REQUEST: Copy out the lines of the entries below word for word, from the line that contains "In the photo below, where can the white" through the line that contains "column 223, row 164", including both ends. Leave the pictures out of your answer.

DATA TO PROCESS:
--

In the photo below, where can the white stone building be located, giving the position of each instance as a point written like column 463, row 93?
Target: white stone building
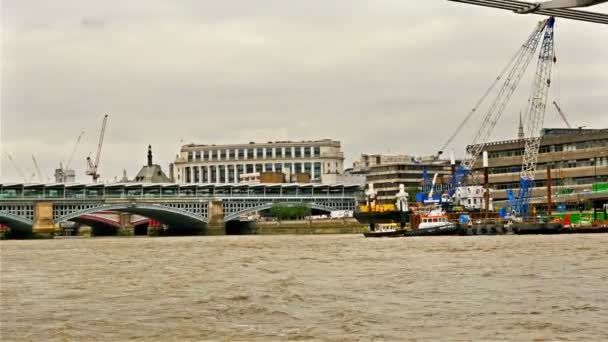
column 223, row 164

--

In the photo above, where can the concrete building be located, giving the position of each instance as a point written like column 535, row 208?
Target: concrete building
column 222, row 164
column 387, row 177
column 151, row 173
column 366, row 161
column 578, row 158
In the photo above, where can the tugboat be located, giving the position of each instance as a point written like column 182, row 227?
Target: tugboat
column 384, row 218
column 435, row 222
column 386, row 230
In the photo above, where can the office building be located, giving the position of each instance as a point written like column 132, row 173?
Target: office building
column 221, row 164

--

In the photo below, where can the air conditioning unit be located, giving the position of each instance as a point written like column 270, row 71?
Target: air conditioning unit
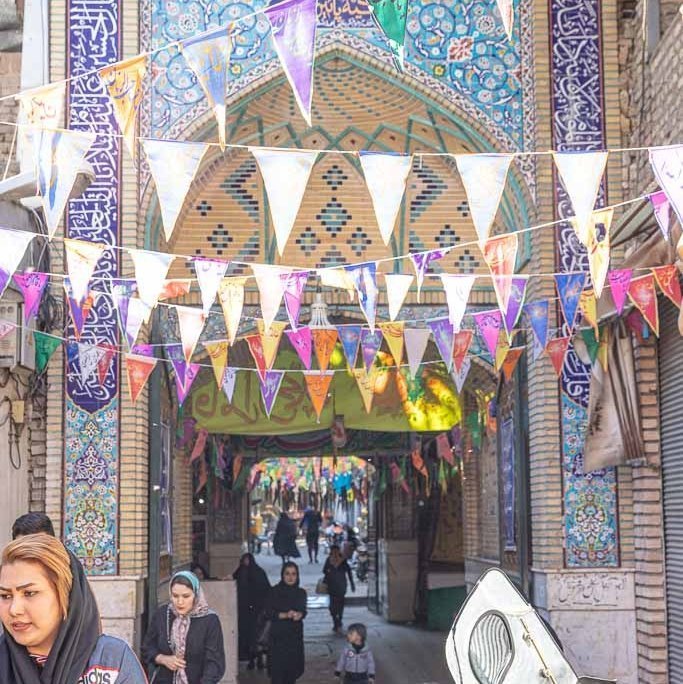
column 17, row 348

--

TASK RESULT:
In the photo below, where can the white stone building be located, giving the position of each instance as a point written like column 463, row 93?
Target: white stone building
column 223, row 164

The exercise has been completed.